Text excerpt:
────────────────
Thursday’s OpEds: Expensive Treatments Hard To Curb; Keeping Your Coverage May Be Tough; Law Will Reduce Costs
Healthcare: Reining In Costs Won't Be Easy Los Angeles Times
Expensive end-of-life care and Americans' unwillingness to accept anything less than gold-plated treatment practically ensure that costs will continue to increase. There is enormous pressure on healthcare providers to continue practicing the most expensive medicine in the world. To resist that pressure, we need some help from policymakers (Dr. Stella Fitzgibbons 6/17).
The Bad News About ObamaCare Keeps Piling Up The Wall Street Journal
Take [President Obama's] oft-expressed statement that if you like the coverage you have, you can keep it. That sounds good-but perverse incentives in his new law will cause most Americans to lose their existing insurance (Karl Rove, 6/17).
Health Care Reform and Cost Control New England Journal of Medicine
Although the bill has now been signed into law, the debate over its design and intended effects has not abated. Yet we would argue that even from a purely "green eyeshade" viewpoint, the bill will significantly reduce costs (Peter Orszag and Dr. Ezekiel J. Emanuel 6/16).
────────────────
Data to examine:

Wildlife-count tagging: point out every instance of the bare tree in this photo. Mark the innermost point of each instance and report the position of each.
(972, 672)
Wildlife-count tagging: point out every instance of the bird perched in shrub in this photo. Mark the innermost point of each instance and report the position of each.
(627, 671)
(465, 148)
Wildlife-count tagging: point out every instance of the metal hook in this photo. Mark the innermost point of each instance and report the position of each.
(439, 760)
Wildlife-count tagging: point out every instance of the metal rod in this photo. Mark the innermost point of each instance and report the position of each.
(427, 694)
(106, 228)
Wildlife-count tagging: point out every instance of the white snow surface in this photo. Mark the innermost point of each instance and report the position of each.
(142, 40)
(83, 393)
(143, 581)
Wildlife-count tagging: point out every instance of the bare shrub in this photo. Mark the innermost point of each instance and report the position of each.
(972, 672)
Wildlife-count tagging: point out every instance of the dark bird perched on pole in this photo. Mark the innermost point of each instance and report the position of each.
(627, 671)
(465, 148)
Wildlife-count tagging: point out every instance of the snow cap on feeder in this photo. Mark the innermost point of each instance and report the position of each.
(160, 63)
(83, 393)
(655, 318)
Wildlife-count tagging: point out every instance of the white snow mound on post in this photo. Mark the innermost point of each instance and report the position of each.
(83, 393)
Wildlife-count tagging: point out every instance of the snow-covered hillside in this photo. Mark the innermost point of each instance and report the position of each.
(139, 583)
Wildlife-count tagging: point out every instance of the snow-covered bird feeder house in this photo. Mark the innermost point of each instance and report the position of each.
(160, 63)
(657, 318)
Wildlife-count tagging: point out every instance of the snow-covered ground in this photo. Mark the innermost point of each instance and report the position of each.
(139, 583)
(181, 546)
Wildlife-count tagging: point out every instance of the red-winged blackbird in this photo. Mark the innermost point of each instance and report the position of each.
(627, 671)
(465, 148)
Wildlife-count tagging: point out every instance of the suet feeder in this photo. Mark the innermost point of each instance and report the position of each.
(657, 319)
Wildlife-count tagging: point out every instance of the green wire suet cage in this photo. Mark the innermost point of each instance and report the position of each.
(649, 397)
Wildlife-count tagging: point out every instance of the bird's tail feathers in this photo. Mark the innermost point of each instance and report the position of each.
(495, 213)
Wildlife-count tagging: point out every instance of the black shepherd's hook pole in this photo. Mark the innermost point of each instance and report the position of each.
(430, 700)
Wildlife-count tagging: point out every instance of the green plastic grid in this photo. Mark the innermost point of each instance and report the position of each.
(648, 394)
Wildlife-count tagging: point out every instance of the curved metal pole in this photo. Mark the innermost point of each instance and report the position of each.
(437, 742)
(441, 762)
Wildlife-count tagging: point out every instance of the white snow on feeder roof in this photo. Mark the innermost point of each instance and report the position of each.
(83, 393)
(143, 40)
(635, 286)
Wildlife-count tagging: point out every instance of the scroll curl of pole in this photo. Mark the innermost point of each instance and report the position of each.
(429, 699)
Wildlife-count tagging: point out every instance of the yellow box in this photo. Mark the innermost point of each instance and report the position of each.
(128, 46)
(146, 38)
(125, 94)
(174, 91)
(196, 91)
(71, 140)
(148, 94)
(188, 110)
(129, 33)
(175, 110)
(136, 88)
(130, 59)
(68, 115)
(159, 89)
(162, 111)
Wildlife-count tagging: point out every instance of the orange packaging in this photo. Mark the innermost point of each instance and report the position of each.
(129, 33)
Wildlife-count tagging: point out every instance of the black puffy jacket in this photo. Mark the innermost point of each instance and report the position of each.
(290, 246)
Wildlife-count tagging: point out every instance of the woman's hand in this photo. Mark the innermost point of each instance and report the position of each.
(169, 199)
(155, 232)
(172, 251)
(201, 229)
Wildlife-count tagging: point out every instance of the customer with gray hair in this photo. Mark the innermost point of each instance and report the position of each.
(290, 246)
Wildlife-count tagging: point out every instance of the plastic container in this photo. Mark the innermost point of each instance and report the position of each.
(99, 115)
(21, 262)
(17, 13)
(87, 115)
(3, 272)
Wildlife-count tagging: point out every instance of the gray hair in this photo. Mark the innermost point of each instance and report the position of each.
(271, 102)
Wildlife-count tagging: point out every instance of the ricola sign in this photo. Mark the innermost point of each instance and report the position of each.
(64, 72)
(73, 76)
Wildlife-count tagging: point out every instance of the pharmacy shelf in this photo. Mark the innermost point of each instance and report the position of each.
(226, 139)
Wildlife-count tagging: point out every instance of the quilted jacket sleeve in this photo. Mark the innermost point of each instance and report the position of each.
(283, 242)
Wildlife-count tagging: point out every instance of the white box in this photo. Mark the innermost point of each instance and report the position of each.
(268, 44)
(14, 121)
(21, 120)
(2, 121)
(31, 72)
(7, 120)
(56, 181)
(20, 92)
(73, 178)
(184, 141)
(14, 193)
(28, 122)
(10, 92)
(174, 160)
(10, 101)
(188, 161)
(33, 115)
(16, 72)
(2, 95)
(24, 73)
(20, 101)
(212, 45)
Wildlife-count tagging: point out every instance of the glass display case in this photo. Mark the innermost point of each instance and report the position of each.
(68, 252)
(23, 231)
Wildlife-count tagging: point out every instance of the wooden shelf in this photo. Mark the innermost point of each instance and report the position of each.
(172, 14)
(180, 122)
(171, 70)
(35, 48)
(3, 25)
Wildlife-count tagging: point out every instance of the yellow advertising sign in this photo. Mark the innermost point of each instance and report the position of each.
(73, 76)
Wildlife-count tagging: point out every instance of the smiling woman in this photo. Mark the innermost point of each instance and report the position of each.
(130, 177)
────────────────
What this exercise asks:
**a)** Name every person the health care op-ed roundup credits as the author of an opinion piece.
**b)** Continue the health care op-ed roundup from where it stops.

Results for each task:
**a)** Dr. Stella Fitzgibbons, Karl Rove, Peter Orszag, Dr. Ezekiel J. Emanuel

**b)**
Market-Based Reform Initiatives Are Key To Health Law Success Kaiser Health News
Consumer-directed health plans have been useful in controlling the rise of health costs over the last several years, but the survival of these plans is threatened by the new health overhaul law. Until now, employers have had the flexibility to tailor benefit and cost structures to fit their budgets and corporate cultures, but the new health overhaul law will limit their options in the future (Grace-Marie Turner 6/17).
Health Care Reform Was The Right Thing To Do The [Austin, Texas] Statesman
Regardless of what antigovernment types will say, health care - immediate, quality care - is treated as a right in our country, at least in the ER and at scenes where ambulances converge. Our problem, until Obama, is what little we'd done to help the millions of uninsured Americans stay on top of their needs through doctors' visits and preventive care (John Young, 6/16).
Obama's Promises, Promises The Daily Caller
Once in office, he promised the American people that if they liked their health care plan, they could keep it. Now it appears that this too is a lie, at least if his bureaucrats in the administration and at HHS have their way (Sally Pipes, 6/17).
Rebuttal: Small Business Hurt By Health Bill The Detroit News
No one knows better than our members that [small business owners] pay an average of 18 percent more for the same health care coverage as big business and labor unions. The problem is this new health care law does nothing to address that (Charles Owen, state director of the National Federation of Independent Businesses, 6/17).